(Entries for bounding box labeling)
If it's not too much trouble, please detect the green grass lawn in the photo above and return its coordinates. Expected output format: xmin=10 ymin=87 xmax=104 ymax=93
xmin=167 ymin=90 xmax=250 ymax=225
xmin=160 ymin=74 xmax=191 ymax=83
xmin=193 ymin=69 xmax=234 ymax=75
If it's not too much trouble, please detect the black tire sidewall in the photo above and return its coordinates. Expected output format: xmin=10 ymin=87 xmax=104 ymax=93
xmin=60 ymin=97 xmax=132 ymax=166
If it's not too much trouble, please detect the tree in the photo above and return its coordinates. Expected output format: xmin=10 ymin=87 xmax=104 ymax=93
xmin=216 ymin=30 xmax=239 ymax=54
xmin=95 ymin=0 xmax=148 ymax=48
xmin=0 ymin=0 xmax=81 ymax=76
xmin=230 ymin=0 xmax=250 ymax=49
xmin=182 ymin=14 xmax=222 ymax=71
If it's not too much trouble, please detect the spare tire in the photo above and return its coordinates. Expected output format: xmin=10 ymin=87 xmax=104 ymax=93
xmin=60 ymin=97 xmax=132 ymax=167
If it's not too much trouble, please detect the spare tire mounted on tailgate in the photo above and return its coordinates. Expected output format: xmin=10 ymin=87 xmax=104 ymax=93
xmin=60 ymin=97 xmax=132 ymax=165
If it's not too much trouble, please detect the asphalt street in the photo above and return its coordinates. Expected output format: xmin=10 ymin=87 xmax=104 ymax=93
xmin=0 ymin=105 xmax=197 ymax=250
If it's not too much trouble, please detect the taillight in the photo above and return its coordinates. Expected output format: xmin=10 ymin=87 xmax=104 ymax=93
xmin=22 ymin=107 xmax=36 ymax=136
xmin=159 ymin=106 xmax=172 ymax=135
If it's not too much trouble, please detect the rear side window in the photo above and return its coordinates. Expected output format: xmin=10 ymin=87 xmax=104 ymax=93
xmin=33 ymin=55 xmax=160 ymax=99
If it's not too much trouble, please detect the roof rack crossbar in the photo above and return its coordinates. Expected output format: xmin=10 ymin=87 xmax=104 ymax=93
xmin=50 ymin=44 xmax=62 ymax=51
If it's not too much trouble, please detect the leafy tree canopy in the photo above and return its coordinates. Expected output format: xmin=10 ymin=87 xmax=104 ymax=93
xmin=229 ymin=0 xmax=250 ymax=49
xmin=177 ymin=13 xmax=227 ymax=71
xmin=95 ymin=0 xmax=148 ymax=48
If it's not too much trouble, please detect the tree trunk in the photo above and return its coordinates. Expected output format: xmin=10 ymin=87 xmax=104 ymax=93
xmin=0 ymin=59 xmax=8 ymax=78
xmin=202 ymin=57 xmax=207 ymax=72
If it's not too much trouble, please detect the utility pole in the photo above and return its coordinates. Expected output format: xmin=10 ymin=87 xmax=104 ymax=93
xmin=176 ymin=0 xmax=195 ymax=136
* * *
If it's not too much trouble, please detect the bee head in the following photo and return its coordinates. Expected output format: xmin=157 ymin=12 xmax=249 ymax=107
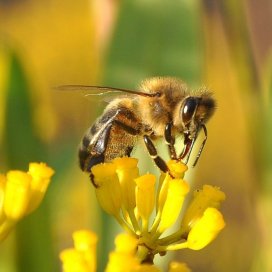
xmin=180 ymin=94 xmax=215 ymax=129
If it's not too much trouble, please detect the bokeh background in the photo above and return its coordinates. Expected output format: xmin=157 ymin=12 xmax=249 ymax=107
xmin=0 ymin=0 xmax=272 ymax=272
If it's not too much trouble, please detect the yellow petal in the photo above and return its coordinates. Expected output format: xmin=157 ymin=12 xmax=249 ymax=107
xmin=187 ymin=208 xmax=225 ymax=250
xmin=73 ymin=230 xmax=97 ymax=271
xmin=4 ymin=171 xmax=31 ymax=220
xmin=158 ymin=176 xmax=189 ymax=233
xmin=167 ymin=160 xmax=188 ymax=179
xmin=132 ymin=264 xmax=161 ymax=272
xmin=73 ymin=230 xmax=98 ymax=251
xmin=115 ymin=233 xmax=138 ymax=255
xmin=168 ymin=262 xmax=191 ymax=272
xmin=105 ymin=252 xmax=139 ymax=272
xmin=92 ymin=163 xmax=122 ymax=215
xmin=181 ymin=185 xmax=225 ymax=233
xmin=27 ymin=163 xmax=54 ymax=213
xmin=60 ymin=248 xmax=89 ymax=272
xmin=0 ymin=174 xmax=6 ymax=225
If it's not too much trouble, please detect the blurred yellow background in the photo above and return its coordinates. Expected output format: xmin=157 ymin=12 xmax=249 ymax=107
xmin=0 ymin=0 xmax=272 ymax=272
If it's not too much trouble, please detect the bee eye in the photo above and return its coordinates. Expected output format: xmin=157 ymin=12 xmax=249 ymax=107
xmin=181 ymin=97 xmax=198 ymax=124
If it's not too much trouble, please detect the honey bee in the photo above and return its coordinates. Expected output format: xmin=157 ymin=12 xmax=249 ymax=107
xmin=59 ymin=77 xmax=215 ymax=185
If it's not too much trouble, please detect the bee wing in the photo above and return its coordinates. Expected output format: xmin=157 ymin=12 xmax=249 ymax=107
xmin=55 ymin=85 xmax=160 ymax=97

» Instructions to follow
Rewrite the part of the data that opens with the line containing "If it's not too much trouble, please detect the green" and closes with the line containing "xmin=60 ymin=97 xmax=132 ymax=166", requests included, shifting every coordinate in the answers up by 86.

» Answer to this task
If it's not too much trouble, please detect the green grass lawn in the photo above and return its coordinates. Expected output format: xmin=10 ymin=87 xmax=104 ymax=93
xmin=253 ymin=176 xmax=336 ymax=311
xmin=246 ymin=160 xmax=277 ymax=169
xmin=279 ymin=155 xmax=320 ymax=161
If it's not too much trouble, please detect the black tire sidewall in the photo above and return its coordinates. Expected output format: xmin=10 ymin=87 xmax=104 ymax=93
xmin=146 ymin=183 xmax=218 ymax=252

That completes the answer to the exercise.